Medienkrake

Der letzten Wochenendausgabe der Süddeutschen lag ein Heft bei, das nur bei ganz genauem Hinsehen als Werbebeilage zu erkennen war. Der Titel: „Aufbruch. Mensch und Gesellschaft im digitalen Wandel“. Herausgeber ist (nicht die Süddeutsche, sondern:) Google. Was für Pläne verfolgt Google in der Medienlandschaft – und was bedeutet das für Information und Gesellschaft?

Mehrere hundert Millionen (!) Euro hat Google allein in Europa in den vergangenen Jahren in Kooperationen mit Medienhäusern oder – unauffälliger, aber sicher nicht weniger eigennützig – in Fortbildungs- und Unterstützungsangebote investiert.

Zusammen mit dem DGB und dem Otto-Brenner-Institut haben die Netzjournalisten Ingo Dachwitz und Alexander Fanta im Oktober 2020 eine Studie darüber veröffentlicht, wie „der Datenkonzern den Journalismus umgarnt“ (zum Download unter https://www.otto-brenner-stiftung.de/fileadmin/user_data/stiftung/02_Wissenschaftsportal/03_Publikationen/AH103_Google.pdf). In zahlreichen Interviews mit zum Teil lieber anonym bleibenden Journalist*innen haben sie versucht, sich ein Bild darüber zu verschaffen, was genau Google da treibt und wo die Gefahren liegen könnten.

Das Fazit ist wenig überraschend. Digitale Medien sind technologisch sowieso schon extrem abhängig von Google, müssen es der Suchmaschine von Google recht machen, damit ihre Inhalte überhaupt gefunden werden, brauchen youtube, um ihre Videos zu vermarkten, nutzen Googles Statistiken und Trendanalysen für redaktionelle und strategische Entscheidungen, Googles Big Data zur (datenjournalistischen) Recherche, etc…. Dazu kommt nun, dass die Medienhäuser, die unter massivem Innovationsdruck stehen, sich von Google auch noch beraten und ausbilden lassen.

[Gespeicherte Einträge]
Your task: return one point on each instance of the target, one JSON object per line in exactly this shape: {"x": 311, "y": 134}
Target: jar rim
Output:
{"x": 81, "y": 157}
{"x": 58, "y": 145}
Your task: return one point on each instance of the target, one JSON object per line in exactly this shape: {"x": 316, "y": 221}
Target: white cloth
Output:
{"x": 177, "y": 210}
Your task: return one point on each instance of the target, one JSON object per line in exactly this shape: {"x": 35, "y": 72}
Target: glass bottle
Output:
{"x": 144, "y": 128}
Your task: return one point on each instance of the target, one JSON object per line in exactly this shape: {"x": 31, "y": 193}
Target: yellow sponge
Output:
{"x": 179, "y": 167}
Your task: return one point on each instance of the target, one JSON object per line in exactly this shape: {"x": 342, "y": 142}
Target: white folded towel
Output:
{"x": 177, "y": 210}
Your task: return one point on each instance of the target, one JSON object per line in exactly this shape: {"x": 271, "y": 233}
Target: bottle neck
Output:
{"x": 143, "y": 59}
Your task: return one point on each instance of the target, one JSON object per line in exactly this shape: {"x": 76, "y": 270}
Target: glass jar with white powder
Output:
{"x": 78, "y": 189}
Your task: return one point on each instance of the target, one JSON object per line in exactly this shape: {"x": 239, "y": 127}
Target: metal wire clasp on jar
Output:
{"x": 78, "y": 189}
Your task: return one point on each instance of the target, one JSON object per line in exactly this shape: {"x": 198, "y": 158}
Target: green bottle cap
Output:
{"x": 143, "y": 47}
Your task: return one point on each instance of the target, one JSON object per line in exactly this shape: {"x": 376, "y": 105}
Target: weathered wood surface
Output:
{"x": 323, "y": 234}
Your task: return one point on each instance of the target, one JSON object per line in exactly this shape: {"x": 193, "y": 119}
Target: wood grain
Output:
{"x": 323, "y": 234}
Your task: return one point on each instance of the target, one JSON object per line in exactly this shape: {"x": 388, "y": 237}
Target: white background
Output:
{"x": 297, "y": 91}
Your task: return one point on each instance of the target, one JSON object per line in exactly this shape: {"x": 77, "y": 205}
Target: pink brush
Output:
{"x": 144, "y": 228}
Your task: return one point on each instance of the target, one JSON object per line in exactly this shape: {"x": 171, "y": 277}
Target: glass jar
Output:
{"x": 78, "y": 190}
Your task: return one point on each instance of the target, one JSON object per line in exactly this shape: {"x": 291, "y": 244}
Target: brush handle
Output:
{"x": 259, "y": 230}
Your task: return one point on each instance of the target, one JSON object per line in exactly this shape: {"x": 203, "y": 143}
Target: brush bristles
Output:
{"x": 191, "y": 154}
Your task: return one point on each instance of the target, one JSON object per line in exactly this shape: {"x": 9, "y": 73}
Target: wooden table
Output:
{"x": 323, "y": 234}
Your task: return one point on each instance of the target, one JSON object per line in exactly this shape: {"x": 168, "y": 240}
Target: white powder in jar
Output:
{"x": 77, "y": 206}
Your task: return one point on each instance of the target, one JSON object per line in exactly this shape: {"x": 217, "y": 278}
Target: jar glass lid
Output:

§ **Deine Aufgabe**: Gib bitte aus dem Textauszug die Stelle von „Das Fazit ist“ bis einschließlich „und ausbilden lassen.“ wortgetreu wieder.

§ **Antwort**:
Das Fazit ist wenig überraschend. Digitale Medien sind technologisch sowieso schon extrem abhängig von Google, müssen es der Suchmaschine von Google recht machen, damit ihre Inhalte überhaupt gefunden werden, brauchen youtube, um ihre Videos zu vermarkten, nutzen Googles Statistiken und Trendanalysen für redaktionelle und strategische Entscheidungen, Googles Big Data zur (datenjournalistischen) Recherche, etc…. Dazu kommt nun, dass die Medienhäuser, die unter massivem Innovationsdruck stehen, sich von Google auch noch beraten und ausbilden lassen.